**TRY IT:** Reproduce the entries in full, with no changes.

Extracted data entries
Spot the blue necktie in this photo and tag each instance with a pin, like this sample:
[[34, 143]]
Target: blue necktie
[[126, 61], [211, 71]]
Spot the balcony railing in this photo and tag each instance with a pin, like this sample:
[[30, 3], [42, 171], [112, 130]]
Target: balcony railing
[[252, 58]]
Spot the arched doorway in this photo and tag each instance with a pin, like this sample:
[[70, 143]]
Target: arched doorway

**EXERCISE ANSWER:**
Spot the blue necktie in this photo and tag each instance with a pin, like this sample:
[[34, 143]]
Target: blue necktie
[[126, 61], [211, 71]]
Spot the balcony railing in this photo and tag each instance with a pin, like this sample:
[[30, 3], [42, 171], [112, 130]]
Target: balcony railing
[[252, 58]]
Spot the arched doorway in this photo and tag each instance with a pin, like this sample:
[[70, 143]]
Target: arched doorway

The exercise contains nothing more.